> _DATA LINES_:
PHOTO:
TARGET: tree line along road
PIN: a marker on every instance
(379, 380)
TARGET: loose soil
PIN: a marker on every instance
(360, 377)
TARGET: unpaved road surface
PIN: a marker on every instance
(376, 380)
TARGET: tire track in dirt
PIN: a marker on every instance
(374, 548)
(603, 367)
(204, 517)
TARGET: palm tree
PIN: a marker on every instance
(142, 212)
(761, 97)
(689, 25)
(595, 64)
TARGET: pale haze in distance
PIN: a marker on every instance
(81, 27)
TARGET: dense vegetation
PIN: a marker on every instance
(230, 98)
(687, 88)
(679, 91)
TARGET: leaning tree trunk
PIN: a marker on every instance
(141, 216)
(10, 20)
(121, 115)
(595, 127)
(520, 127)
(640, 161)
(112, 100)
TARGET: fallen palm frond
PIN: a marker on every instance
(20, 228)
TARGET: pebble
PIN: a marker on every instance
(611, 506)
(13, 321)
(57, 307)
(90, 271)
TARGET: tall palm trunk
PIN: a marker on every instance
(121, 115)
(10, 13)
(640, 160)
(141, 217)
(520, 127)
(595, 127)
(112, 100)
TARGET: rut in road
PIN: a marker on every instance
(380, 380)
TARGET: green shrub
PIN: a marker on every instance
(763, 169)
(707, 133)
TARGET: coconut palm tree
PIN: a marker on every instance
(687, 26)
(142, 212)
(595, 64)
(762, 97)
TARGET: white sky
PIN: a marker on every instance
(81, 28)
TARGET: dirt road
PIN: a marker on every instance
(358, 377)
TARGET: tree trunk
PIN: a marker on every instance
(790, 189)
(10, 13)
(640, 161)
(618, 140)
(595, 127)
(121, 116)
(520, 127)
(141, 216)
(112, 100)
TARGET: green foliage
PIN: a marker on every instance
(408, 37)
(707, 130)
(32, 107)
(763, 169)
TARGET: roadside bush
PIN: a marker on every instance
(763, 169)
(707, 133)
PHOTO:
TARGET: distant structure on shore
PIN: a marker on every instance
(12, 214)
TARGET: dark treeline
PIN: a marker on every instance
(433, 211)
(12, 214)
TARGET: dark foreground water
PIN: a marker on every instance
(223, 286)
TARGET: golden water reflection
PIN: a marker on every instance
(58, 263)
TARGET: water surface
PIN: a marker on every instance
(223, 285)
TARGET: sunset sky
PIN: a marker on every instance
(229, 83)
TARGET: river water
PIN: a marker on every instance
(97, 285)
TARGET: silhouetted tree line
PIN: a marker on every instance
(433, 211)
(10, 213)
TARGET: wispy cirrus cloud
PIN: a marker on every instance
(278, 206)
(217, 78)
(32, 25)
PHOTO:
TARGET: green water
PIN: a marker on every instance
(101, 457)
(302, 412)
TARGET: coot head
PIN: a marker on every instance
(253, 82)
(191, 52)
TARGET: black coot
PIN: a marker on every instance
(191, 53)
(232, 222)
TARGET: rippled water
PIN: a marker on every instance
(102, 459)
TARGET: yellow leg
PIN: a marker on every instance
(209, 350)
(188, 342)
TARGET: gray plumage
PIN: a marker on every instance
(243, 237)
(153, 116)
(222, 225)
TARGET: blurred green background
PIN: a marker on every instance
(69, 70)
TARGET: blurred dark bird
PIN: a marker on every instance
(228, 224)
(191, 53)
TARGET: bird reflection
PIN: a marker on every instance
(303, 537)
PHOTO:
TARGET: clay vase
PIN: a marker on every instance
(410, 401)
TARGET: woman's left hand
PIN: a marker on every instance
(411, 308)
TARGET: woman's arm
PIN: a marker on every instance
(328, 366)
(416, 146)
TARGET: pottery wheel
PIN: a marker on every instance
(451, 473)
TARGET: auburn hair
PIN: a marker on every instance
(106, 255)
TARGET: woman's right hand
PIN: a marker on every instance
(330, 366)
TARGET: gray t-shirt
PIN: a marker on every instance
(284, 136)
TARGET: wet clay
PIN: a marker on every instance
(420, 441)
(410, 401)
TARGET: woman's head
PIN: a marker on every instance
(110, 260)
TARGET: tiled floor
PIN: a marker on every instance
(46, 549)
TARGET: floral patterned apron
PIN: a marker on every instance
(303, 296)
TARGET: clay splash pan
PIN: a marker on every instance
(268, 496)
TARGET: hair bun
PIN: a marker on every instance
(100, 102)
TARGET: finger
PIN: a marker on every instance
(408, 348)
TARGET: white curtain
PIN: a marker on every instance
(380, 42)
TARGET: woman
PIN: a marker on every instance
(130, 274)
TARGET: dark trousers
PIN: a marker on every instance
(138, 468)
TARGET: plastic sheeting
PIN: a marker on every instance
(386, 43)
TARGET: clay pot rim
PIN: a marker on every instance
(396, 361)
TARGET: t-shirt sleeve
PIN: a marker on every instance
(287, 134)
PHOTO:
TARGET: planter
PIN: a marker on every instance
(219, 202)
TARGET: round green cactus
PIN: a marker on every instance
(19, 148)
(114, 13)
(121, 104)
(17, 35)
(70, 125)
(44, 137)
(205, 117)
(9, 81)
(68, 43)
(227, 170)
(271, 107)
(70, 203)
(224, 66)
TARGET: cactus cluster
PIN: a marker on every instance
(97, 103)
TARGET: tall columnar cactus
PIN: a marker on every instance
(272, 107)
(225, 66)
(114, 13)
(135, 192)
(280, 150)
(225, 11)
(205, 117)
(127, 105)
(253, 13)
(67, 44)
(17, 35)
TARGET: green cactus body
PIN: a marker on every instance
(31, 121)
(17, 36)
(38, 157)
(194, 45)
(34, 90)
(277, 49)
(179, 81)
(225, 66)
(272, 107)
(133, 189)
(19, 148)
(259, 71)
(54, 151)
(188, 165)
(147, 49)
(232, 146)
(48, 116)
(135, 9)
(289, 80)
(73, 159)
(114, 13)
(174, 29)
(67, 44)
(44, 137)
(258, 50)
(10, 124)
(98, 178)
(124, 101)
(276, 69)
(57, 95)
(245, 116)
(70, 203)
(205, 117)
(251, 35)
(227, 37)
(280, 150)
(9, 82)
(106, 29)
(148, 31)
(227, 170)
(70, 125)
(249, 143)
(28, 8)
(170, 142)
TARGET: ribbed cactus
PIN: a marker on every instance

> _TASK BRIEF_:
Each line of the material above must be retyped precisely.

> _EXERCISE OUTPUT_:
PHOTO:
TARGET: tree line along road
PIN: a marker on every instance
(379, 380)
TARGET: loose soil
PIN: a marker on every instance
(360, 377)
TARGET: unpaved road surface
PIN: a marker on every instance
(376, 380)
TARGET: tire track in dirt
PIN: a marker on every instance
(374, 548)
(603, 367)
(204, 517)
TARGET: palm tree
PIN: a marker on every instance
(142, 212)
(761, 97)
(689, 25)
(595, 64)
TARGET: pale haze in distance
PIN: a marker on every instance
(81, 27)
TARGET: dense vegetation
PIN: a marker on every instance
(230, 98)
(687, 88)
(679, 91)
TARGET: leaning tree trunk
PIN: a marker on every instance
(141, 216)
(10, 20)
(121, 115)
(595, 127)
(520, 127)
(640, 161)
(112, 100)
TARGET: fallen palm frond
PIN: a marker on every instance
(20, 228)
TARGET: pebble
PIN: a marker on every instance
(611, 506)
(13, 321)
(57, 307)
(90, 271)
TARGET: tall palm trunk
PIN: a marker on every instance
(121, 115)
(10, 13)
(640, 160)
(141, 217)
(520, 127)
(595, 127)
(112, 100)
TARGET: rut in road
PIN: a marker on every instance
(380, 380)
TARGET: green shrub
PIN: a marker on every instance
(763, 169)
(707, 133)
TARGET: coconut palm tree
PIN: a marker on every instance
(687, 26)
(142, 212)
(595, 64)
(762, 97)
TARGET: white sky
PIN: a marker on every instance
(81, 28)
TARGET: dirt road
PIN: a marker on every instance
(358, 377)
TARGET: tree trunk
PIN: a marker on every instance
(790, 189)
(10, 13)
(640, 161)
(618, 140)
(595, 127)
(121, 116)
(520, 127)
(141, 216)
(112, 100)
TARGET: green foliage
PIN: a marker on every instance
(408, 37)
(707, 130)
(32, 107)
(763, 169)
TARGET: roadside bush
PIN: a marker on every instance
(763, 169)
(707, 133)
PHOTO:
TARGET: distant structure on shore
PIN: a marker on every instance
(12, 214)
TARGET: dark treeline
PIN: a marker on every instance
(433, 211)
(12, 214)
TARGET: dark foreground water
PIN: a marker on every instance
(223, 286)
TARGET: golden water reflection
PIN: a marker on every instance
(58, 263)
TARGET: water surface
PIN: a marker on every instance
(223, 285)
TARGET: sunset sky
PIN: a marker on every instance
(229, 83)
TARGET: river water
PIN: a marker on every instance
(97, 285)
TARGET: silhouetted tree line
PIN: a marker on every instance
(433, 211)
(10, 213)
TARGET: wispy cirrus cloud
PIN: a marker on every instance
(278, 206)
(217, 78)
(32, 25)
PHOTO:
TARGET: green water
PIN: a marker on every instance
(101, 457)
(302, 412)
TARGET: coot head
PIN: a marker on every instance
(253, 82)
(191, 52)
TARGET: black coot
PIN: a marker on every instance
(191, 53)
(232, 222)
TARGET: rippled water
PIN: a marker on every instance
(102, 459)
TARGET: yellow leg
PIN: a marker on every instance
(209, 350)
(188, 342)
TARGET: gray plumage
PIN: a marker on every instance
(243, 237)
(153, 116)
(222, 225)
TARGET: blurred green background
PIN: a marker on every instance
(69, 70)
TARGET: blurred dark bird
PIN: a marker on every instance
(228, 224)
(191, 53)
TARGET: bird reflection
PIN: a marker on every instance
(303, 537)
PHOTO:
TARGET: clay vase
PIN: a marker on every instance
(410, 401)
TARGET: woman's left hand
PIN: a marker on every instance
(411, 308)
TARGET: woman's arm
PIN: a marker on every instance
(328, 366)
(416, 146)
TARGET: pottery wheel
PIN: a marker on every instance
(451, 473)
TARGET: auburn hair
PIN: a marker on every instance
(106, 255)
TARGET: woman's right hand
PIN: a marker on every instance
(330, 366)
TARGET: gray t-shirt
PIN: a marker on every instance
(284, 136)
TARGET: wet clay
PIN: a marker on every instance
(420, 441)
(410, 401)
TARGET: woman's head
PIN: a marker on every instance
(110, 260)
TARGET: tiled floor
PIN: a marker on every instance
(46, 549)
TARGET: floral patterned apron
PIN: a marker on every instance
(303, 296)
TARGET: clay splash pan
PIN: a marker on every instance
(268, 496)
TARGET: hair bun
PIN: a marker on every instance
(100, 102)
TARGET: finger
PIN: a marker on every instance
(408, 348)
TARGET: white curtain
PIN: a marker on every instance
(380, 42)
TARGET: woman
PIN: a marker on every instance
(130, 274)
TARGET: dark trousers
PIN: a marker on every instance
(138, 468)
TARGET: plastic sheeting
PIN: a marker on every instance
(386, 43)
TARGET: clay pot rim
PIN: a marker on every instance
(396, 361)
TARGET: t-shirt sleeve
PIN: a marker on every instance
(287, 134)
PHOTO:
TARGET: planter
PIN: a marker on every instance
(219, 202)
TARGET: round green cactus
PIN: a marker on every instance
(19, 148)
(114, 13)
(121, 104)
(17, 35)
(70, 125)
(44, 137)
(205, 117)
(9, 81)
(68, 43)
(227, 170)
(271, 107)
(70, 203)
(224, 66)
TARGET: cactus cluster
PIN: a marker on every instance
(97, 103)
TARGET: tall columnar cactus
PIN: a marker on every instance
(272, 107)
(225, 66)
(114, 13)
(135, 192)
(280, 150)
(225, 11)
(205, 117)
(127, 105)
(253, 13)
(67, 44)
(17, 35)
TARGET: green cactus body
PIN: a marker on every instance
(31, 121)
(17, 36)
(38, 157)
(194, 45)
(34, 90)
(277, 49)
(179, 81)
(225, 66)
(272, 107)
(133, 189)
(19, 148)
(259, 71)
(54, 151)
(188, 165)
(147, 49)
(232, 146)
(48, 116)
(135, 9)
(289, 80)
(73, 159)
(114, 13)
(174, 29)
(67, 44)
(44, 137)
(258, 50)
(10, 124)
(98, 178)
(124, 101)
(276, 69)
(57, 95)
(245, 116)
(70, 203)
(205, 117)
(251, 35)
(227, 37)
(280, 150)
(9, 82)
(106, 29)
(148, 31)
(227, 170)
(70, 125)
(249, 143)
(28, 8)
(170, 142)
TARGET: ribbed cactus
PIN: a marker on every instance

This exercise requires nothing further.